Text shown:
As I noted on Friday (midway through NLDS Game 1), a dominant theme of the Nationals' 2017 season has been their "consistent inconsistency." Game 1 and Game 3 were perfect examples of how the Nats' vaunted sluggers just couldn't come through when they needed to. In both games, outstanding performances by the Nats' top two pitchers were utterly wasted. In Game 1, Stephen Strasburg pitched into the sixth inning before he gave up his first hit, and thanks to a weird play at third base in which Anthony Rendon was charged with an error, the Cubs scored two unearned runs. Two innings later the Cubs tacked on another run, with another RBI single by Anthony Rizzo, and the final score was 3-0.

Max Scherzer

Good ol' Blue-eye (and Brown-eye) Max Scherzer, on September 30.

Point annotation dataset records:
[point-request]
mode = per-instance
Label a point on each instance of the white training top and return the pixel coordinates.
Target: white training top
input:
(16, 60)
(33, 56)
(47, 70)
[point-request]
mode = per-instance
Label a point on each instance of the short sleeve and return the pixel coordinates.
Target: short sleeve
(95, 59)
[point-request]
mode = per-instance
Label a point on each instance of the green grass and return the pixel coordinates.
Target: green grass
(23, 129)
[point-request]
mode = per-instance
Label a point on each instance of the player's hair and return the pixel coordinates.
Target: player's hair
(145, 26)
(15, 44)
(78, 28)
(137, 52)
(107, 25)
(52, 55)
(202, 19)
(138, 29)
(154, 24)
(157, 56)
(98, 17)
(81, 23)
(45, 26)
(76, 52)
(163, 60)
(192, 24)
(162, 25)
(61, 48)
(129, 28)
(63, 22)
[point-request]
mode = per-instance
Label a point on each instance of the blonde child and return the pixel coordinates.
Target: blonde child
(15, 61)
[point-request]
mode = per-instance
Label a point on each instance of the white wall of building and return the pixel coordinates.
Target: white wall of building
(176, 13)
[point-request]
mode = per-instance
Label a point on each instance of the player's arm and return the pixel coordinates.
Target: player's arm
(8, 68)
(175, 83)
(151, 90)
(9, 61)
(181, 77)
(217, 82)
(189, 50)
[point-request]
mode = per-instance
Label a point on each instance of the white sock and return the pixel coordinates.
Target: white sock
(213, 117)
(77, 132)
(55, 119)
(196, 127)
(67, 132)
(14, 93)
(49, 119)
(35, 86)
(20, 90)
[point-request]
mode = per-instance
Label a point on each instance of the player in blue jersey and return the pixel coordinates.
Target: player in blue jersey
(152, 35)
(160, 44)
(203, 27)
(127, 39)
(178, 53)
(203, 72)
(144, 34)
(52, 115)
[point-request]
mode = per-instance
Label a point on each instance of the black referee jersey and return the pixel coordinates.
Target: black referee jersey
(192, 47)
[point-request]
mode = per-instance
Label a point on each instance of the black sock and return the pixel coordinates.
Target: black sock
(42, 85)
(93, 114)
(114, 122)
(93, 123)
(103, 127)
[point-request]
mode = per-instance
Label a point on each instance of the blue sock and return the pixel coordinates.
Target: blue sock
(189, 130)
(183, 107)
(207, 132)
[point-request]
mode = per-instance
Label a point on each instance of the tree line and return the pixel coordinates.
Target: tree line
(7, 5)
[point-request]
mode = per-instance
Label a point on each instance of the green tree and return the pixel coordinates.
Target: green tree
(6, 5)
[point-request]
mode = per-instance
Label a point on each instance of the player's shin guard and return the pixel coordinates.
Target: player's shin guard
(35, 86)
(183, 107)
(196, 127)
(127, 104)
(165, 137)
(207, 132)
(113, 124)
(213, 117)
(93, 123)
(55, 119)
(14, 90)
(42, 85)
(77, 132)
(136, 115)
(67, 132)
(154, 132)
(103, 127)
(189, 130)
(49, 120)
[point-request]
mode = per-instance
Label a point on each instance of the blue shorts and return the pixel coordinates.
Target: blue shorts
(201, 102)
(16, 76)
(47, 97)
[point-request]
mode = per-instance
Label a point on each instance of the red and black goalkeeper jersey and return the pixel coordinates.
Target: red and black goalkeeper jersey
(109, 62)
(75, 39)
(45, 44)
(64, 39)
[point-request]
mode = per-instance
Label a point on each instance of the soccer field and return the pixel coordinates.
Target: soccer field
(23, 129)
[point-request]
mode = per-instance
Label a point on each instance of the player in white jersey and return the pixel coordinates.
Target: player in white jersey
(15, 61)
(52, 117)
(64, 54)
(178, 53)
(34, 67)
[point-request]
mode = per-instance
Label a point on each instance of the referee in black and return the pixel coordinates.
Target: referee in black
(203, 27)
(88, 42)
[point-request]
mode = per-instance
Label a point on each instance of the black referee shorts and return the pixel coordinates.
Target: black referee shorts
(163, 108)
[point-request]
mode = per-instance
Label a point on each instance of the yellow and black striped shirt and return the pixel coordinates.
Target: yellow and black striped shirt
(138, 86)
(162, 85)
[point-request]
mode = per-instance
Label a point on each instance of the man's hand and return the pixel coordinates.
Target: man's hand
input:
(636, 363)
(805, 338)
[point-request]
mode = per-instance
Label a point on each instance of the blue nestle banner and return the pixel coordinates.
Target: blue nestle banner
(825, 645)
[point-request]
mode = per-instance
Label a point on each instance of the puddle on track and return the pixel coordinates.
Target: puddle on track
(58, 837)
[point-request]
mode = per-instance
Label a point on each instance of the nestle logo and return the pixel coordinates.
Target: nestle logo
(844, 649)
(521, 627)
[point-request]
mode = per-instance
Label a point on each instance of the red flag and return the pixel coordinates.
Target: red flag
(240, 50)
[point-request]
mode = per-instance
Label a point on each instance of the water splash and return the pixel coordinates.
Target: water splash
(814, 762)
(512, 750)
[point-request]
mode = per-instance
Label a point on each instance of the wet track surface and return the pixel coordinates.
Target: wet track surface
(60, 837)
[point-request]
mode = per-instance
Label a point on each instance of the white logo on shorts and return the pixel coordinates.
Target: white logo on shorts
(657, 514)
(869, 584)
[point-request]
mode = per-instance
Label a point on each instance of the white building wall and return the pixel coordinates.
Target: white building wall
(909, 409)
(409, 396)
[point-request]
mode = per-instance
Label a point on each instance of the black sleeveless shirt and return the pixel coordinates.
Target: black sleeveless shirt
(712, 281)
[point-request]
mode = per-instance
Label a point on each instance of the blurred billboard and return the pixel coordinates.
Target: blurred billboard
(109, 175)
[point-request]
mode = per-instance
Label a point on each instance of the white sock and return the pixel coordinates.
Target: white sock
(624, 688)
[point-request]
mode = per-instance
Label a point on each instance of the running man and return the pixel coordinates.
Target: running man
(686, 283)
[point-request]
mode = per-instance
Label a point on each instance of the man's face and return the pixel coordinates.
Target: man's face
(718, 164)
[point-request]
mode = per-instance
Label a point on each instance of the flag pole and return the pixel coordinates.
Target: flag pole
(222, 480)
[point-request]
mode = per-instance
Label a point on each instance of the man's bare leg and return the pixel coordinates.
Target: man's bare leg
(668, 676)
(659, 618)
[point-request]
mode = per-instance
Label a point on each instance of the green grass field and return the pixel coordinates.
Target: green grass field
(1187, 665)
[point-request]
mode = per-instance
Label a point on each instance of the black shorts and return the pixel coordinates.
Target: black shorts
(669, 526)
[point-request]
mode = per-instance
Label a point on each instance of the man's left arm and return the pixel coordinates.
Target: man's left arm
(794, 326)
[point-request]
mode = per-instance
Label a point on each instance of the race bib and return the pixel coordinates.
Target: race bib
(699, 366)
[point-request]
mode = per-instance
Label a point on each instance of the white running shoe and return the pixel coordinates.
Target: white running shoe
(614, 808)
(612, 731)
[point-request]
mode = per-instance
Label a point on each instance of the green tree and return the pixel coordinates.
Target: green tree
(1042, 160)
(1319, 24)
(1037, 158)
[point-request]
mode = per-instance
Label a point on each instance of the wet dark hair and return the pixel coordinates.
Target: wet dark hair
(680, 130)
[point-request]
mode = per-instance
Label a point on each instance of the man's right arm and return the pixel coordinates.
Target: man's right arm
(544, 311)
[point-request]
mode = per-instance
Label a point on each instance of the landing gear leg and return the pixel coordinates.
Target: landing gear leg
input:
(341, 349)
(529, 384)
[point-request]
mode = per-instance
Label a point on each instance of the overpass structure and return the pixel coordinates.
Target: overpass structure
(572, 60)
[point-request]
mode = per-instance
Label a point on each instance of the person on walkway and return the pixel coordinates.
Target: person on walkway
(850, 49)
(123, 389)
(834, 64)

Requirement:
Edit the passage on the Nationals' 2017 season from the words "As I noted on" through "on September 30.", putting "Chicago Cubs" wherever "Cubs" appears. This data has no connection to the passage on the Nationals' 2017 season.

Task solution:
As I noted on Friday (midway through NLDS Game 1), a dominant theme of the Nationals' 2017 season has been their "consistent inconsistency." Game 1 and Game 3 were perfect examples of how the Nats' vaunted sluggers just couldn't come through when they needed to. In both games, outstanding performances by the Nats' top two pitchers were utterly wasted. In Game 1, Stephen Strasburg pitched into the sixth inning before he gave up his first hit, and thanks to a weird play at third base in which Anthony Rendon was charged with an error, the Chicago Cubs scored two unearned runs. Two innings later the Chicago Cubs tacked on another run, with another RBI single by Anthony Rizzo, and the final score was 3-0.

Max Scherzer

Good ol' Blue-eye (and Brown-eye) Max Scherzer, on September 30.